PROBLEMS TO WORK ON:
[a] According to the article about nurse Nina Pham, on what date did Thomas Eric Duncan die?
[b] Copy out the article about nurse Nina Pham word for word, starting with "Nurse Nina Pham, the" and going on through "was always exposed.".

Nurse Nina Pham, the 26-year-old who contracted Ebola while caring for Thomas Eric Duncan at Texas Health Presbyterian Hospital Dallas, plans to file a lawsuit against her employer. Duncan died on October 8, and Pham tested positive for Ebola a few days later.
She told The Dallas Morning News in an exclusive interview that lack of training and proper equipment, coupled with privacy violations “made her a symbol of corporate neglect and a casualty of a hospital system’s failure to prepare for a known and impending medical crisis.”
The day Duncan moved to ICU, Pham said, she and the charge nurse went in with double gloves taped to double gowns and wore double booties and a face shield. The hospital did not have hazmat-type suits, and Pham said her neck was always exposed.
‘We’ve had nurses that I’ve worked with that worked in other states, and they worked in hazmat suits for flu and H1N1,’ Pham said. ‘Why aren’t we wearing hazmat suits for Ebola?’
After days of asking, Pham said, the nurses were given hazmat suits. She said all the decisions to upgrade the protective gear and precautions were made by the nurses ‘on the fly.’
While the hospital failed to provide proper protective gear, it is reported that nurses had to set up their own makeshift hazardous waste area that took up half of a patient room. No one in the hospital was collecting the waste or cleaning it up – supporting her claim of the hospital’s negligence in having set protocols for this public health emergency.
Of course, as soon as news of the lawsuit ran on the NBC News Facebook page, commenters had to demonize the compassionate woman that had cared for and held the hand of a dying man, risking her own life as a result.
Clearly, none of these people have an understanding of what took place in that hospital. They don’t “get” that nurses don’t just carry around hazmat suits in their cars, on the ready for their next Ebola patient. That type of equipment is provided by the employer. Yes, our medical professionals will always be at risk for infection, that IS part of the job. Occupational hazards absolutely exist and no one denies that. However, it is not an unrealistic expectation that an employer will minimize those risks.

PROVIDED MATERIAL:

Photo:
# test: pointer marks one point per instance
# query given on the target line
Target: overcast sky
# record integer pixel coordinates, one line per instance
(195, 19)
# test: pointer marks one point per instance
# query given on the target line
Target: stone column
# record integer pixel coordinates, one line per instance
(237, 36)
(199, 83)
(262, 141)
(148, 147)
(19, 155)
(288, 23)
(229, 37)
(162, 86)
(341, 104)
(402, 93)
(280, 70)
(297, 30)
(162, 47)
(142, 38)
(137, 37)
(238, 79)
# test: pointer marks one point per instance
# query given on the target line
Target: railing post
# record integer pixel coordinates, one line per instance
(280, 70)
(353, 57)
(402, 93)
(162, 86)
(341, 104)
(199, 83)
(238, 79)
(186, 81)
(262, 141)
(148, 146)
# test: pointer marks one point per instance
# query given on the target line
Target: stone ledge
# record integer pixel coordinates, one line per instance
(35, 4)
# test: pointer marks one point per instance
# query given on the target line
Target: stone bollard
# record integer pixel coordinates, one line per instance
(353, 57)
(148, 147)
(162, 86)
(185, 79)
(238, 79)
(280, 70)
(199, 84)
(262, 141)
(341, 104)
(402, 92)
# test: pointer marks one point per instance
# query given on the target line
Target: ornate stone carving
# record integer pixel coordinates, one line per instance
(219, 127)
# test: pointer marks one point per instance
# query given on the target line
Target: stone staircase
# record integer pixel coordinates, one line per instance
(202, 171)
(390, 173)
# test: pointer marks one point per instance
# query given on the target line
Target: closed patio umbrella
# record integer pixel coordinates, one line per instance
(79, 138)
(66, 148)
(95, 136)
* * *
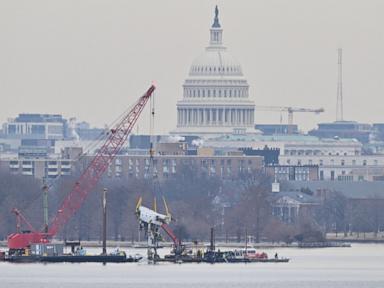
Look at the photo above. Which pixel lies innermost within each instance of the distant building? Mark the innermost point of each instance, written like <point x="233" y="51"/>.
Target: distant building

RESPONSES FOR EACH TASK:
[a] October 8

[b]
Nurse Nina Pham, the 26-year-old who contracted Ebola while caring for Thomas Eric Duncan at Texas Health Presbyterian Hospital Dallas, plans to file a lawsuit against her employer. Duncan died on October 8, and Pham tested positive for Ebola a few days later.
She told The Dallas Morning News in an exclusive interview that lack of training and proper equipment, coupled with privacy violations “made her a symbol of corporate neglect and a casualty of a hospital system’s failure to prepare for a known and impending medical crisis.”
The day Duncan moved to ICU, Pham said, she and the charge nurse went in with double gloves taped to double gowns and wore double booties and a face shield. The hospital did not have hazmat-type suits, and Pham said her neck was always exposed.